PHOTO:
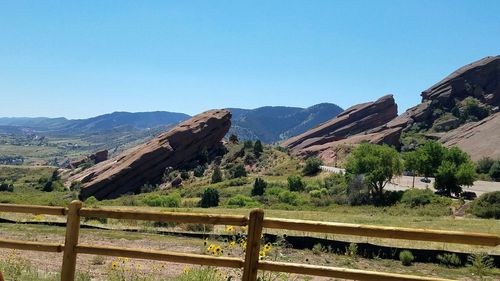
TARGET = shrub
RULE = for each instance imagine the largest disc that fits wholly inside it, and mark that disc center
(185, 175)
(487, 205)
(289, 197)
(318, 193)
(166, 201)
(259, 187)
(242, 201)
(483, 166)
(199, 171)
(48, 187)
(358, 192)
(417, 197)
(312, 166)
(406, 257)
(210, 198)
(258, 148)
(495, 171)
(6, 187)
(295, 183)
(449, 260)
(217, 175)
(238, 171)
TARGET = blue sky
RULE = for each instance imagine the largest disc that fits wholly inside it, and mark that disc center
(83, 58)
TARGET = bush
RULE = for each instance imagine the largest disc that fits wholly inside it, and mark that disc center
(238, 171)
(487, 205)
(418, 197)
(312, 166)
(259, 187)
(217, 175)
(318, 193)
(495, 171)
(406, 257)
(289, 197)
(166, 201)
(210, 198)
(185, 175)
(449, 260)
(48, 187)
(258, 148)
(295, 183)
(242, 201)
(199, 171)
(358, 192)
(483, 166)
(6, 187)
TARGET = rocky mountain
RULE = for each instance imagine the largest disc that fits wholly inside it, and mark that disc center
(469, 94)
(275, 123)
(146, 163)
(461, 110)
(269, 124)
(362, 122)
(106, 122)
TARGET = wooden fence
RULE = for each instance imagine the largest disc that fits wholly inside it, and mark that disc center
(250, 264)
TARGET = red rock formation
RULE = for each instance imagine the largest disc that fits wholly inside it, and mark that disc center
(478, 139)
(363, 122)
(98, 157)
(146, 163)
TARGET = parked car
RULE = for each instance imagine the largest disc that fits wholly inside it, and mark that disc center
(468, 195)
(426, 180)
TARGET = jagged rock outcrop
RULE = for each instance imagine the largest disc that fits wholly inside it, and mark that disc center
(363, 122)
(146, 163)
(479, 80)
(96, 158)
(478, 139)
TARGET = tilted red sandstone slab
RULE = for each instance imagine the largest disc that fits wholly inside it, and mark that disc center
(146, 163)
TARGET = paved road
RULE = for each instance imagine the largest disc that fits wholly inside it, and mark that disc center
(405, 182)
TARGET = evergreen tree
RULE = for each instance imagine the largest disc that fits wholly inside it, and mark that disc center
(217, 175)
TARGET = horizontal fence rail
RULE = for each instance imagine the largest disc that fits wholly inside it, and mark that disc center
(251, 263)
(36, 210)
(166, 216)
(385, 232)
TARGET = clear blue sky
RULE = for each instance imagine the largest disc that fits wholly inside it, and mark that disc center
(83, 58)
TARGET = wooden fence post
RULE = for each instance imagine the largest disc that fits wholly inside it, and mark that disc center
(253, 245)
(72, 234)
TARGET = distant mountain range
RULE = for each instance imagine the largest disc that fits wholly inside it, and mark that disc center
(269, 124)
(275, 123)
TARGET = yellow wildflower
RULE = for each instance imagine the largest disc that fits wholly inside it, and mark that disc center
-*-*-
*WHAT IS BEING ASKED*: Copy out every line of the data that includes "blue".

*ANSWER AREA*:
TARGET = blue sky
TARGET = clear blue sky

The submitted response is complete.